### Data for the task
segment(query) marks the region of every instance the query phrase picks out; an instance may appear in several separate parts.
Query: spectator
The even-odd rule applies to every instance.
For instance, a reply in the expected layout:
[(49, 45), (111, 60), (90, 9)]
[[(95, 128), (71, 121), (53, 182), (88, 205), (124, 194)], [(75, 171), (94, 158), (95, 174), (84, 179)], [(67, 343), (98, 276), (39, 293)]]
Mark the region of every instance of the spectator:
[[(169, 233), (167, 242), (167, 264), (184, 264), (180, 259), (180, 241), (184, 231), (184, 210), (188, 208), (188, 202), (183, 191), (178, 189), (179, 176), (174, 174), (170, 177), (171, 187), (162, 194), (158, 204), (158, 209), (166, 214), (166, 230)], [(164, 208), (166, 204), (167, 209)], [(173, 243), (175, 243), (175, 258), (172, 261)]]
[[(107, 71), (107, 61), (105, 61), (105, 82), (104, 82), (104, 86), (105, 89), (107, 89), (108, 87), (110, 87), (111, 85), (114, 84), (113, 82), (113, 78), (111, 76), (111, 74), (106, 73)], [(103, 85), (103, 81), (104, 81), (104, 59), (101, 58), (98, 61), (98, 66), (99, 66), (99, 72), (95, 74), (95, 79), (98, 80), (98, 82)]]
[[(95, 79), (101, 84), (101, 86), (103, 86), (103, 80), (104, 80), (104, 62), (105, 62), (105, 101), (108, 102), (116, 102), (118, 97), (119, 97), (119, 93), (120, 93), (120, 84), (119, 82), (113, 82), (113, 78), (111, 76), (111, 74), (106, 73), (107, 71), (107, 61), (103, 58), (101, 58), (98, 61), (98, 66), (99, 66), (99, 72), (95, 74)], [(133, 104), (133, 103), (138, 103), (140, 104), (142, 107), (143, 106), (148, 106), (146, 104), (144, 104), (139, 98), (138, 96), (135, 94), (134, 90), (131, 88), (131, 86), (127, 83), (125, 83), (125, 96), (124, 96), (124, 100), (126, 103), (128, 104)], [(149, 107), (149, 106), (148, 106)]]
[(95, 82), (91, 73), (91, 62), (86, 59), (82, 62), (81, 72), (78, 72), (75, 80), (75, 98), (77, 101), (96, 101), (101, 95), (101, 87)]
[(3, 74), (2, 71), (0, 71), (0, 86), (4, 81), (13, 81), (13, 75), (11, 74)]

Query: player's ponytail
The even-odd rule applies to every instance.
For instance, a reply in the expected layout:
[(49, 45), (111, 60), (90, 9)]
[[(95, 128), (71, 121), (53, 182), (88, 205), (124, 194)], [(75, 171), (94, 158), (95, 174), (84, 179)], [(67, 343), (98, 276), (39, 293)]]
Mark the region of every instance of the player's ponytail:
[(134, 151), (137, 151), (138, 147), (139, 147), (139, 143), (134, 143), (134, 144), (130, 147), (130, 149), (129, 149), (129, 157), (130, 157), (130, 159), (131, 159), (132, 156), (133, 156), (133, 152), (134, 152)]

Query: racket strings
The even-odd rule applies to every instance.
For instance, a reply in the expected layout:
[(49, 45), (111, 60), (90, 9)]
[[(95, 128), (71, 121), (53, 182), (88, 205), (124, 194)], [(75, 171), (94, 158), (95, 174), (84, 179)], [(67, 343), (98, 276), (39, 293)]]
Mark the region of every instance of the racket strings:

### Task objective
Looking at the records above, say how many lines contain the string "strings". Give the number and no other words.

### Reply
2